Original word count: 275 words | 1,783 characters

Counting Methodology

  • Words: whitespace-delimited token count (Python str.split()) applied to stripped text
  • Characters: total character count of stripped text including structural punctuation
  • Word Ratio: original_words / variant_words (higher = more compressed)
  • Char Ratio: original_chars / variant_chars (higher = more compressed)
  • Word Savings: (1 - variant_words / original_words) × 100%

All counts were computed programmatically against fixed string literals to eliminate manual counting error.

GCP1 Principles Applied

Each GCP1 variant was produced by applying the following rules from the GCP1 spec:

  • M1: All counts use Arabic numerals
  • M2: Low-entropy constraint graph — no nested arrays, no multi-key coupling
  • M3: Termination mechanism present (strict equality + no extra content)
  • M4: Character set anchoring where word count is involved
  • M5: Key constraints placed near termination anchors
  • R1: Flat key-value structure preferred over nested objects
  • A1–A3: No artificial priority syntax, no deep coupling chains, no array boilerplate

Normal variants were produced by straightforward idiomatic conversion with no compression applied.


Results

Format Words Chars Word Ratio Char Ratio Word Savings
Original 275 1,783 1.00x 1.00x 0%
Normal JSON 259 2,238 1.06x 0.80x 5.8%
Normal YAML 250 1,913 1.10x 0.93x 9.1%
Normal TOML 246 1,851 1.12x 0.96x 10.5%
Normal TOON 184 1,431 1.49x 1.25x 33.1%
GCP1+TOML 157 1,140 1.75x 1.56x 42.9%
GCP1+JSON 152 1,184 1.81x 1.51x 44.7%
GCP1+YAML 144 1,117 1.91x 1.60x 47.6%
GCP1+TOON 132 968 2.08x 1.84x 52.0%

Key Findings

1. Normal serialization does not compress — it expands

Normal JSON actually increases character count by 25.5% over the original prose, due to structural punctuation overhead ({}, [], "", ,). Normal YAML and TOML barely break even. Only Normal TOON achieves meaningful compression (33%) because its tabular row format eliminates repeated key names — but only when the data is uniformly structured.

2. GCP1 discipline outweighs format choice

The compression gap between the best normal format (TOML, 10.5%) and the worst GCP1 format (TOML, 42.9%) is 32.4 percentage points. The gap between the best normal format and the best GCP1 format is 46.2 percentage points. Applying GCP1 to any format yields greater benefit than switching between formats without GCP1.

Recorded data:
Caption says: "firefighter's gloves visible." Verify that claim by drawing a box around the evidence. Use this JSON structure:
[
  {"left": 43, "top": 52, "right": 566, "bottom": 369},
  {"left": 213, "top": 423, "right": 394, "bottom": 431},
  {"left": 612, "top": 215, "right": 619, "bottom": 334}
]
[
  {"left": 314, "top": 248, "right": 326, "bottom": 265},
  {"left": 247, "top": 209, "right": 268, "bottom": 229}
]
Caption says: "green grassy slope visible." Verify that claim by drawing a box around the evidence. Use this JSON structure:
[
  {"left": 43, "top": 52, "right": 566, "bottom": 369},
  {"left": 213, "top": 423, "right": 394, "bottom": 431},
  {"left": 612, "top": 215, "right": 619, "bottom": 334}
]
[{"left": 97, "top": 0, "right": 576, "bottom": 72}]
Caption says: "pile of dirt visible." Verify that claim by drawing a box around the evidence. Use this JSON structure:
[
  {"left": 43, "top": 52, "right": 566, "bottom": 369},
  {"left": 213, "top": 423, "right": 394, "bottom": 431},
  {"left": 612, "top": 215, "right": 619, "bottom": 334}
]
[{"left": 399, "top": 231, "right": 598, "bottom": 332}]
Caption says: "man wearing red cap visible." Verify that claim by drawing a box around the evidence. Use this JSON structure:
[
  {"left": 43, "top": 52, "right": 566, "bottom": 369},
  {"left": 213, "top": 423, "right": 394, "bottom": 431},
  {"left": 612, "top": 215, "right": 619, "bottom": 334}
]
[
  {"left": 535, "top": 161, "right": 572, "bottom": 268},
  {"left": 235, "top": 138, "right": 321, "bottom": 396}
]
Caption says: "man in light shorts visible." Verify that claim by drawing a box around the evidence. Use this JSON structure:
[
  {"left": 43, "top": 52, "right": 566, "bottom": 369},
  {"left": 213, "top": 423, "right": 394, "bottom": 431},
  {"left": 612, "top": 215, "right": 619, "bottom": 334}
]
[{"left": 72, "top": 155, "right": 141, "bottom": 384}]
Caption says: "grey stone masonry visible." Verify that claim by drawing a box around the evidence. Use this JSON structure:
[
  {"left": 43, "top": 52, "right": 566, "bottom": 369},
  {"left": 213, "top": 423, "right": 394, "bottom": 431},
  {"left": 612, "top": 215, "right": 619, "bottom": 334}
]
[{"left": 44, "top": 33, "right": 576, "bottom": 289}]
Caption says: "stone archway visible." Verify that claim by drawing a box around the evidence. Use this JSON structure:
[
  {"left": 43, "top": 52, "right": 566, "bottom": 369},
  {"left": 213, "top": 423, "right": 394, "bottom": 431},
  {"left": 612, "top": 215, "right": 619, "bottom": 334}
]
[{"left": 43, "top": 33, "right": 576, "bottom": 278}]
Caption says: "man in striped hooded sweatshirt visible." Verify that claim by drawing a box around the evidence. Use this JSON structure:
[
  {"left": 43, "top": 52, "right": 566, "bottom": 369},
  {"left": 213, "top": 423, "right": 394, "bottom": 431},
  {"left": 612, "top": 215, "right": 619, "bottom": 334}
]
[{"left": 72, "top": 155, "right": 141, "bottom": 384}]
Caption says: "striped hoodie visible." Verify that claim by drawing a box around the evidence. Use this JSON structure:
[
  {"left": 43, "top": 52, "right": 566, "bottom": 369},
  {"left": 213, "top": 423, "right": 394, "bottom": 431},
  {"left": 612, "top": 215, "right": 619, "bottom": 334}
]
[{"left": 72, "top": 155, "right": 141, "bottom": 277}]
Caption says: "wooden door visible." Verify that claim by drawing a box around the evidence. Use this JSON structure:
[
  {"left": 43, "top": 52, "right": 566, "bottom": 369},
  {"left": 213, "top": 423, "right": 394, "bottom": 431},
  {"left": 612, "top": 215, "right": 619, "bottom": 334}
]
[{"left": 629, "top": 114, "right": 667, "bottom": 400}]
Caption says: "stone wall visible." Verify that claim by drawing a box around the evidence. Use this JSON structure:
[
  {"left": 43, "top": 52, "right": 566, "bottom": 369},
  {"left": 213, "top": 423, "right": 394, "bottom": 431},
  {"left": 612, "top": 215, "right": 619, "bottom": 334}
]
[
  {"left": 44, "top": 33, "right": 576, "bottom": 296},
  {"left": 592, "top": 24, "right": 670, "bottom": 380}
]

--

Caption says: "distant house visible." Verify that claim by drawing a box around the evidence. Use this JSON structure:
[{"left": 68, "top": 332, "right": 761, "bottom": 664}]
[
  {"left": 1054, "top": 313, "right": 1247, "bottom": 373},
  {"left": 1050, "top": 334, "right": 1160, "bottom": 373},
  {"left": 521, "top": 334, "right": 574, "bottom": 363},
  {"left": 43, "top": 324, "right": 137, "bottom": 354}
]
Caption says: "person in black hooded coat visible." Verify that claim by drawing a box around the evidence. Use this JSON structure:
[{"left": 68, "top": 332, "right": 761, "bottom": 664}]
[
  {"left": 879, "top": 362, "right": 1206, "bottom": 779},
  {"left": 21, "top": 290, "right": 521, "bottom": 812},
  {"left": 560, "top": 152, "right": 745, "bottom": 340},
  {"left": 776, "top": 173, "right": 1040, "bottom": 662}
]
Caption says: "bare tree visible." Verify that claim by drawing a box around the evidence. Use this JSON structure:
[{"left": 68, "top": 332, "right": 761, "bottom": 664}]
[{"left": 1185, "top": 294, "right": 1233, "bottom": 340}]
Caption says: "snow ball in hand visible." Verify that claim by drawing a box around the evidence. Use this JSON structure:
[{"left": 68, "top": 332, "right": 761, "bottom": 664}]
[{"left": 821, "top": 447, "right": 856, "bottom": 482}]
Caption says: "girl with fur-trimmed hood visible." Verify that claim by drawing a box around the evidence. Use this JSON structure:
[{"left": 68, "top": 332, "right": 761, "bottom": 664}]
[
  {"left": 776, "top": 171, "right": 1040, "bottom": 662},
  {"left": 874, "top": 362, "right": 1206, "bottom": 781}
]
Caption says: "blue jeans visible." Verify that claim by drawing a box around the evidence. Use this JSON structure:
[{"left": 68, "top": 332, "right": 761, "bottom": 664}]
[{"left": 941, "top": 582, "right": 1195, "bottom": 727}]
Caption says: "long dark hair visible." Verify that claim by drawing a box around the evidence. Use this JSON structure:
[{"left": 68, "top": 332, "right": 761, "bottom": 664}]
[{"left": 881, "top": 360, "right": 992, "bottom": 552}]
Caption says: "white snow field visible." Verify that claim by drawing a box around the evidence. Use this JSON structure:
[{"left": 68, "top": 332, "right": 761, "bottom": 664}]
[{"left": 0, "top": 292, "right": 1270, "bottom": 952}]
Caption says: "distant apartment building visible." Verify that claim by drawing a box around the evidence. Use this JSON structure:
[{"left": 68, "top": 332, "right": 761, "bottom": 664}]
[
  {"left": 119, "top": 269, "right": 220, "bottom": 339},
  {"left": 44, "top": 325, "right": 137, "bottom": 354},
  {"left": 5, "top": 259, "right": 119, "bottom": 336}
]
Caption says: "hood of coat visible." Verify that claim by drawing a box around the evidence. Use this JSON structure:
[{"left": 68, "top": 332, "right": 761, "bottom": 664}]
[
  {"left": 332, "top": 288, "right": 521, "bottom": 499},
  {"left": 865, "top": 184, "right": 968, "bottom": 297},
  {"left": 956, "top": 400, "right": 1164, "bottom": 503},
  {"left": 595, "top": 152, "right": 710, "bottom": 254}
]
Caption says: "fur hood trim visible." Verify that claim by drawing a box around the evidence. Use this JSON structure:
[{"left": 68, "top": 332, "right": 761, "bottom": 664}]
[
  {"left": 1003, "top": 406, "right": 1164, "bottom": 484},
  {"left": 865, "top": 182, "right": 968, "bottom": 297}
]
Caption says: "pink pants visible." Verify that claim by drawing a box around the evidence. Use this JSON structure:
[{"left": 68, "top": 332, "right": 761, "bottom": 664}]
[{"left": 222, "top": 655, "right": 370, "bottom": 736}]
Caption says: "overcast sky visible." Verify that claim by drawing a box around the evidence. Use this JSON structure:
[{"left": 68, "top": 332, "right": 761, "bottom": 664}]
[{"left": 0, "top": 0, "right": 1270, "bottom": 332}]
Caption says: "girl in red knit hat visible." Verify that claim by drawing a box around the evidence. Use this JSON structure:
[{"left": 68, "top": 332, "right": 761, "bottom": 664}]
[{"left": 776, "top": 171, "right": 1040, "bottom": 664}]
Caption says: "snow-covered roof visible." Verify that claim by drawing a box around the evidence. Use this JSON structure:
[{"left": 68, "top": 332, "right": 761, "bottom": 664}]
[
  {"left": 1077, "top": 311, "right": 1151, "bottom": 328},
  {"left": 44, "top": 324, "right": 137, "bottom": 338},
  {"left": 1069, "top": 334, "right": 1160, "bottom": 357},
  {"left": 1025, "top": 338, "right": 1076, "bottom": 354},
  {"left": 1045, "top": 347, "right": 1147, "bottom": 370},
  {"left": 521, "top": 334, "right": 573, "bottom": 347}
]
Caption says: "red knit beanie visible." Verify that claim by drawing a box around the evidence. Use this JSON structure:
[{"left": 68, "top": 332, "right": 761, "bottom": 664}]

Your goal ::
Output everything in the compression benchmark text from "Counting Methodology" down to "variant_chars (higher = more compressed)", copied verbatim. The records were taken from a different source than the text.

Task output ::
Counting Methodology

  • Words: whitespace-delimited token count (Python str.split()) applied to stripped text
  • Characters: total character count of stripped text including structural punctuation
  • Word Ratio: original_words / variant_words (higher = more compressed)
  • Char Ratio: original_chars / variant_chars (higher = more compressed)